**PROBLEM TO SOLVE:** From the first line to the last, copy the data below word for word.

**DATASET ENTRIES:**
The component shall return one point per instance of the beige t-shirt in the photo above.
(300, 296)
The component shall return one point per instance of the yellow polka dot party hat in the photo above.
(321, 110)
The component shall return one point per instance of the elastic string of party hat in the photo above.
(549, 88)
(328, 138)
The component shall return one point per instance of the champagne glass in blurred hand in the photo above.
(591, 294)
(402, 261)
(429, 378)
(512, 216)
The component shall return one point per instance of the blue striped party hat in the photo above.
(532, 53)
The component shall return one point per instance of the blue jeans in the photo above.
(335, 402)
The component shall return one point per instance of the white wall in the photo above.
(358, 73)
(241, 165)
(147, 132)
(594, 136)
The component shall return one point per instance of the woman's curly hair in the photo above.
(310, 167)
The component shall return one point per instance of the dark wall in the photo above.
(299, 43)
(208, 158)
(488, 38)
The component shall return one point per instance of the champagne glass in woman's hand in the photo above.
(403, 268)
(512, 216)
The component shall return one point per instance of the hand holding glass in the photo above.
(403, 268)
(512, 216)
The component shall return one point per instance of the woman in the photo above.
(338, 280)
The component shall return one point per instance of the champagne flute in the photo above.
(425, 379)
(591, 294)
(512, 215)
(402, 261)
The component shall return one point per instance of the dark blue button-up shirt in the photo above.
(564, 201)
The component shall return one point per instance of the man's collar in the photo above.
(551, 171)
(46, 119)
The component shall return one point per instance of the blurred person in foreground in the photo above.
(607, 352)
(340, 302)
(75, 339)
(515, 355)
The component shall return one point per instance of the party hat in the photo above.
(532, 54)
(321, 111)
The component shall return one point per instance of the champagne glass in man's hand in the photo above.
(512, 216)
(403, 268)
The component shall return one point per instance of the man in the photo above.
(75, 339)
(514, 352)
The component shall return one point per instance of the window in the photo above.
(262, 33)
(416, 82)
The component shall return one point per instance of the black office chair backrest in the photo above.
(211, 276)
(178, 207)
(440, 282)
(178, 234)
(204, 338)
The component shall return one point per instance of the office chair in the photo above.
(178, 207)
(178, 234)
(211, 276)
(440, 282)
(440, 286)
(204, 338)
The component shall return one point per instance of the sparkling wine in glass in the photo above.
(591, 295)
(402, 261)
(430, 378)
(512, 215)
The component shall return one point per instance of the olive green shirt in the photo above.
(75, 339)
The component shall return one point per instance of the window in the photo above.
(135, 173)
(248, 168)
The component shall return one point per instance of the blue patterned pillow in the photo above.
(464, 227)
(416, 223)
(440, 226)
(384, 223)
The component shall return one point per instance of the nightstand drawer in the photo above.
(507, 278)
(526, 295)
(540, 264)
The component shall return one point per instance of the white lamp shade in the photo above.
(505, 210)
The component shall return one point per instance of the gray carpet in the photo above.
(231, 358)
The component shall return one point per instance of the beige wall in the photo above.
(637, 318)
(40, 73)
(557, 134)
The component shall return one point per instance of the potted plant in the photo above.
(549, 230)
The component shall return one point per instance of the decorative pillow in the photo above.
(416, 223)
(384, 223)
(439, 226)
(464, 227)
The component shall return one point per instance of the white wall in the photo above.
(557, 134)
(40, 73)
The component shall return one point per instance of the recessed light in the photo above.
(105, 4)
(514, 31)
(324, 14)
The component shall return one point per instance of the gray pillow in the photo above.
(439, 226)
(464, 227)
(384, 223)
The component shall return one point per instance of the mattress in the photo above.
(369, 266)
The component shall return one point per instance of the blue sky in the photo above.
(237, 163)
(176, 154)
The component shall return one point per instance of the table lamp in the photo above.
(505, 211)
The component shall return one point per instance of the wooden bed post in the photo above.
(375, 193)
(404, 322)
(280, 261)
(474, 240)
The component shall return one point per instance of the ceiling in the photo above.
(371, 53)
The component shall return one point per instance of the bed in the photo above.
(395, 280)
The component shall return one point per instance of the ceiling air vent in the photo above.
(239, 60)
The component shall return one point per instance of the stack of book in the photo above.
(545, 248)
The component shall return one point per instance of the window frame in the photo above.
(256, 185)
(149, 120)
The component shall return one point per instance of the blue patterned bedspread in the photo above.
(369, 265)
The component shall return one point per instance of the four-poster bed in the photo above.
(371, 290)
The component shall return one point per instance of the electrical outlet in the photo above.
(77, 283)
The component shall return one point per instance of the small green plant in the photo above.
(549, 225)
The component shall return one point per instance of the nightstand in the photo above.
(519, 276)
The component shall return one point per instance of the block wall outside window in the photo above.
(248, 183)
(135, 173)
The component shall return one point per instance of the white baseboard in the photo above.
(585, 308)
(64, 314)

**ANSWER SECTION:**
The component shall return one point per instance of the beige t-shirt in the photo above.
(300, 296)
The component shall return one point per instance of the yellow polka dot party hat in the photo above.
(321, 110)
The component shall return one point per instance of the elastic string of party hat in the photo above.
(549, 88)
(328, 138)
The component shall return one point per instance of the champagne glass in blurred hand in the photo above.
(591, 294)
(402, 261)
(429, 378)
(512, 216)
The component shall return one point per instance of the blue striped party hat in the photo above.
(532, 53)
The component shall return one point per instance of the blue jeans in the photo above.
(335, 402)
The component shall return one point per instance of the white wall in the photo above.
(358, 73)
(241, 165)
(147, 132)
(594, 136)
The component shall return one point per instance of the woman's curly hair in the photo above.
(310, 167)
The component shall return one point per instance of the dark wall in the photo above.
(299, 43)
(208, 158)
(488, 38)
The component shall return one point per instance of the champagne glass in woman's hand in the photo above.
(403, 268)
(512, 216)
The component shall return one point per instance of the hand holding glass in the photo above.
(403, 268)
(512, 216)
The component shall return one point per instance of the woman in the photo above.
(338, 280)
The component shall return one point per instance of the champagne flute in the photo above.
(425, 379)
(591, 294)
(512, 215)
(402, 261)
The component shall return one point per instance of the dark blue button-up shirt in the photo above.
(564, 201)
The component shall return one point per instance of the man's collar in the photo above.
(551, 171)
(46, 119)
The component shall return one point per instance of the blurred person in foreground in the photo above.
(607, 352)
(340, 302)
(75, 339)
(515, 355)
The component shall return one point per instance of the party hat in the photo above.
(532, 54)
(321, 111)
The component shall return one point per instance of the champagne glass in man's hand in the photo above.
(512, 216)
(403, 268)
The component shall return one point per instance of the man in the photo above.
(75, 339)
(514, 352)
The component shall return one point per instance of the window in the photo above.
(262, 33)
(416, 82)
The component shall return one point per instance of the black office chair backrest in the photo above.
(211, 276)
(178, 207)
(440, 282)
(178, 234)
(204, 338)
The component shall return one point per instance of the office chair in the photo above.
(178, 207)
(178, 234)
(211, 276)
(440, 282)
(440, 286)
(204, 338)
The component shall return one point per instance of the sparkling wine in glass in the photo above.
(591, 295)
(402, 261)
(430, 378)
(512, 215)
The component shall return one point per instance of the olive green shirt in the photo above.
(75, 339)
The component shall return one point per instance of the window in the photo above.
(135, 173)
(248, 168)
The component shall return one point per instance of the blue patterned pillow in the photo above.
(464, 227)
(416, 223)
(440, 226)
(384, 223)
The component shall return one point per instance of the nightstand drawer in the photo above.
(507, 278)
(526, 295)
(540, 264)
The component shall return one point per instance of the white lamp shade in the photo above.
(505, 210)
The component shall return one point per instance of the gray carpet in the photo above.
(231, 358)
The component shall return one point per instance of the beige wall in the photo above.
(637, 318)
(40, 73)
(557, 134)
The component shall return one point per instance of the potted plant in the photo above.
(549, 230)
The component shall return one point per instance of the decorative pillow in the photo above.
(416, 223)
(384, 223)
(439, 226)
(464, 227)
The component shall return one point per instance of the white wall in the photo above.
(557, 134)
(40, 73)
The component shall return one point per instance of the recessed light in the photo above.
(105, 4)
(514, 31)
(324, 14)
The component shall return one point per instance of the gray pillow in the photo above.
(439, 226)
(464, 227)
(384, 223)
The component shall return one point per instance of the mattress in the photo above.
(369, 266)
The component shall return one point per instance of the blue sky in the photo above.
(237, 163)
(176, 154)
The component shall return one point per instance of the table lamp in the photo above.
(505, 211)
The component shall return one point per instance of the wooden bed post in the photo above.
(375, 193)
(404, 322)
(280, 261)
(474, 240)
The component shall return one point per instance of the ceiling in the photo above.
(371, 53)
The component shall return one point per instance of the bed in the photo above.
(395, 280)
The component shall return one point per instance of the ceiling air vent in the photo above.
(239, 60)
The component shall return one point per instance of the stack of book in the photo above.
(545, 248)
The component shall return one point per instance of the window frame in the photo above.
(256, 185)
(149, 120)
The component shall return one point per instance of the blue patterned bedspread in the photo above.
(369, 265)
The component shall return one point per instance of the four-poster bed in the photo above.
(371, 290)
The component shall return one point per instance of the electrical outlet in the photo above.
(77, 283)
The component shall return one point per instance of the small green plant in the photo above.
(549, 225)
The component shall return one point per instance of the nightstand in the photo above.
(519, 276)
The component shall return one point per instance of the block wall outside window in the photo above.
(248, 183)
(135, 173)
The component shall return one point per instance of the white baseboard in the photo above.
(585, 308)
(64, 314)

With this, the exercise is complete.